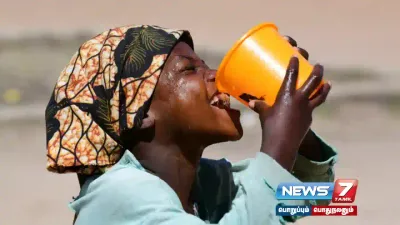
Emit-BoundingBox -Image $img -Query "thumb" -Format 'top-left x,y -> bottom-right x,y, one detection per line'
249,100 -> 270,114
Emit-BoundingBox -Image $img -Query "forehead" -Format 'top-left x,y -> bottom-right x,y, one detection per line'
170,42 -> 198,58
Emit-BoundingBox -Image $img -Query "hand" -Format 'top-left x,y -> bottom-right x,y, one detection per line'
249,57 -> 330,171
284,36 -> 330,161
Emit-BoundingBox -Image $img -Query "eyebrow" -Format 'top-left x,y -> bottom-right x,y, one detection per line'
175,55 -> 205,64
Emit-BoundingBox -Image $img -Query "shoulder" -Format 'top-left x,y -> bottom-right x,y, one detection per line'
70,167 -> 179,215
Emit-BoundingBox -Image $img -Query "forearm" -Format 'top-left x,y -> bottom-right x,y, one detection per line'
260,127 -> 299,171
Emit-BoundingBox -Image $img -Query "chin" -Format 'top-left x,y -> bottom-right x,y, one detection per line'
215,123 -> 243,143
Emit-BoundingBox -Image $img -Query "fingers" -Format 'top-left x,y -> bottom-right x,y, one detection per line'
310,83 -> 332,109
295,47 -> 309,60
299,64 -> 324,97
277,56 -> 299,98
283,36 -> 309,60
249,100 -> 270,114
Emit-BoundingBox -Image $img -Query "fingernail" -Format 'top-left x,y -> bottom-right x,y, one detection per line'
249,100 -> 255,109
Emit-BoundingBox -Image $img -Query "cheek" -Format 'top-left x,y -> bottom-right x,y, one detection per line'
176,79 -> 207,105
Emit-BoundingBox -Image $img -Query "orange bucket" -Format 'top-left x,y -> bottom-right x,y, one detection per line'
216,23 -> 323,105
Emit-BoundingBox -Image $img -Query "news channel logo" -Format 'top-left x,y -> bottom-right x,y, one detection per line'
276,179 -> 358,216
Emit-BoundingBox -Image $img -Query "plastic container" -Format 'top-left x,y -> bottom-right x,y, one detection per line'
216,23 -> 323,105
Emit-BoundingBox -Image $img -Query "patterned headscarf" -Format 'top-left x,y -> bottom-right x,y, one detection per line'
46,26 -> 193,174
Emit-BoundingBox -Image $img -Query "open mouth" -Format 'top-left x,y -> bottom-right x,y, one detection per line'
210,92 -> 231,109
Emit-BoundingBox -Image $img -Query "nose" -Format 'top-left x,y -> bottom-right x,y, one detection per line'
204,69 -> 218,98
205,69 -> 217,83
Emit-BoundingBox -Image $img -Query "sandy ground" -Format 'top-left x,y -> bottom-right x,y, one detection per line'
0,101 -> 400,225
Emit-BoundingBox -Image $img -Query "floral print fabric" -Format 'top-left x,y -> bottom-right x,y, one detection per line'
46,26 -> 193,174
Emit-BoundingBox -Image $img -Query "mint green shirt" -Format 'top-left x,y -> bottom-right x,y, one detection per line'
70,138 -> 337,225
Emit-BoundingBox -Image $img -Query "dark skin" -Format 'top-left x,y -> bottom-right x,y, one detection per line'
131,37 -> 330,214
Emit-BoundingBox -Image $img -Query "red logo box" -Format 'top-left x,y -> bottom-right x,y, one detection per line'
332,179 -> 358,203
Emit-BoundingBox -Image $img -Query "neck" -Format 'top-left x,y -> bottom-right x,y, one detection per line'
132,137 -> 204,213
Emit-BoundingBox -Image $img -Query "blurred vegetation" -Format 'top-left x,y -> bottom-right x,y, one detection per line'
0,34 -> 400,116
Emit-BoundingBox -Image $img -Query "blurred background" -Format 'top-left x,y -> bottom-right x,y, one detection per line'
0,0 -> 400,225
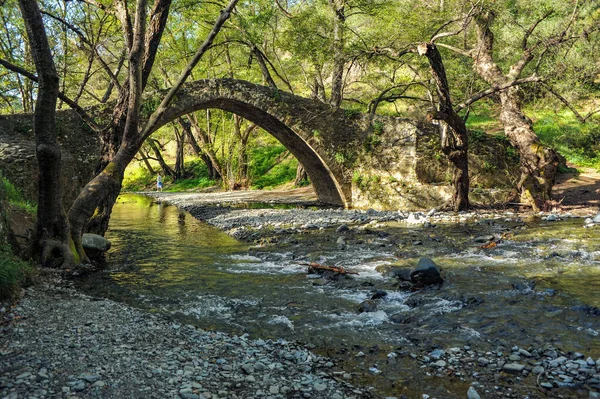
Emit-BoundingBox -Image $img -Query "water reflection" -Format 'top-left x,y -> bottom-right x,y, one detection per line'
79,196 -> 600,396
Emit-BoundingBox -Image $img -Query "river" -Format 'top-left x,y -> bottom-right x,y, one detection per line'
77,195 -> 600,398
-- -- --
#### REQUIREMENT:
Without including any pictures, print each record exactly.

#### REPLY:
Emit-BoundingBox -Image $img -Query "thumb" -Format 'top-left x,y -> bottom-right x,y, one detection per line'
249,100 -> 270,114
Emit-BoundingBox -Image $img -Query "forehead" -Format 'top-left x,y -> bottom-right x,y, one detection per line'
170,42 -> 198,58
Emit-BoundingBox -Image $img -Query "hand" -Format 'top-left x,y -> bottom-right x,y, one detection per line'
249,57 -> 330,171
284,36 -> 330,161
Emit-BoundingBox -Image $img -Query "eyebrow" -Format 'top-left x,y -> bottom-right x,y, one detection per line'
175,55 -> 205,64
Emit-BoundingBox -Image $img -Query "shoulder" -Format 'top-left x,y -> bottom-right x,y, one detection per line'
70,167 -> 179,215
Emit-BoundingBox -Image $img -Query "forearm" -Format 'top-left x,y -> bottom-right x,y, one detection per line'
260,127 -> 299,171
Emit-BoundingBox -Image $img -Query "chin" -Format 'top-left x,y -> bottom-right x,y, one detection per line'
215,123 -> 243,143
Emit-BoundingBox -Image $img -Query "fingers" -Format 'top-left x,y -> bottom-right x,y, one detection per line'
310,83 -> 332,109
295,47 -> 309,60
299,64 -> 324,97
277,56 -> 299,98
283,36 -> 309,60
249,100 -> 270,114
Emit-BoundingBox -Image $img -Query "fingernail" -Format 'top-left x,y -> bottom-right x,y, one detection per line'
249,100 -> 255,109
Emit-BoundingBox -Image $img -Query "cheek" -Format 'top-left x,y -> bottom-right x,y, one detection per line'
176,79 -> 207,105
Emit-BoundingBox -Image $img -Query "orange bucket" -Format 'top-left x,y -> bottom-right x,y, one detection per line'
216,23 -> 323,105
Emit-BoundingBox -Image $img -Query "news channel logo" -Format 'top-left x,y -> bottom-right x,y, one detection per line'
276,179 -> 358,216
Emit-BoundingBox -Image $img -Query "plastic container" -Format 'top-left x,y -> bottom-right x,y, one detection per line'
216,23 -> 323,105
Emit-BoundingBox -Image $img -Query "patterned headscarf" -Format 'top-left x,y -> bottom-right x,y, one detection per line'
46,26 -> 193,174
Emit-BoundingBox -Image $img -Query "open mouth" -Format 'top-left x,y -> bottom-right x,y, one detection per line'
210,92 -> 231,109
Emit-BoundingBox -Image $img -Query "nose" -Format 'top-left x,y -> bottom-right x,y, one detection per line'
204,69 -> 218,98
205,69 -> 217,83
Emit-BoundingBox -Image $img -Query "sandy ground" -Format 'top-left x,y -> bottom-right x,y, one detection per line'
0,101 -> 400,225
Emit-BoundingBox -Image $img -Query "floral print fabric" -Format 'top-left x,y -> bottom-right x,y, one detection per line'
46,26 -> 193,174
Emit-BoundingBox -Image $img -Query "mint green shirt" -Format 'top-left x,y -> bottom-right x,y, one detection per line'
70,138 -> 337,225
Emit-BoundingBox -Image $img -Query "dark skin" -Format 'top-left x,y -> bottom-right x,y, one detection per line'
131,37 -> 330,214
Emit-BoundingBox -Image $img -Query "red logo box" -Format 'top-left x,y -> bottom-right x,y, one detection per line'
332,179 -> 358,203
Emit-BoundingBox -Image $img -Query "neck" -Format 'top-left x,y -> bottom-right x,y, one detection per line'
132,137 -> 204,213
Emit-BoundingBox -Image $img -Query "blurred vegetation" -Format 'top-left x,y -> bottom-right x,y, one detection per line'
0,34 -> 400,116
Emit-BoundingBox -Image $img -Query "blurred background" -Format 'top-left x,y -> bottom-right x,y, one detection per line'
0,0 -> 400,225
Emit-BoundingBox -Image $img -Query "water reflection" -Format 'top-left x,y -> bottom-right x,y, one detection per line'
79,196 -> 600,396
Emit-BoundingBox -Image $img -Query "river" -Format 'top-left x,y -> bottom-right x,y, one detection per line'
77,195 -> 600,398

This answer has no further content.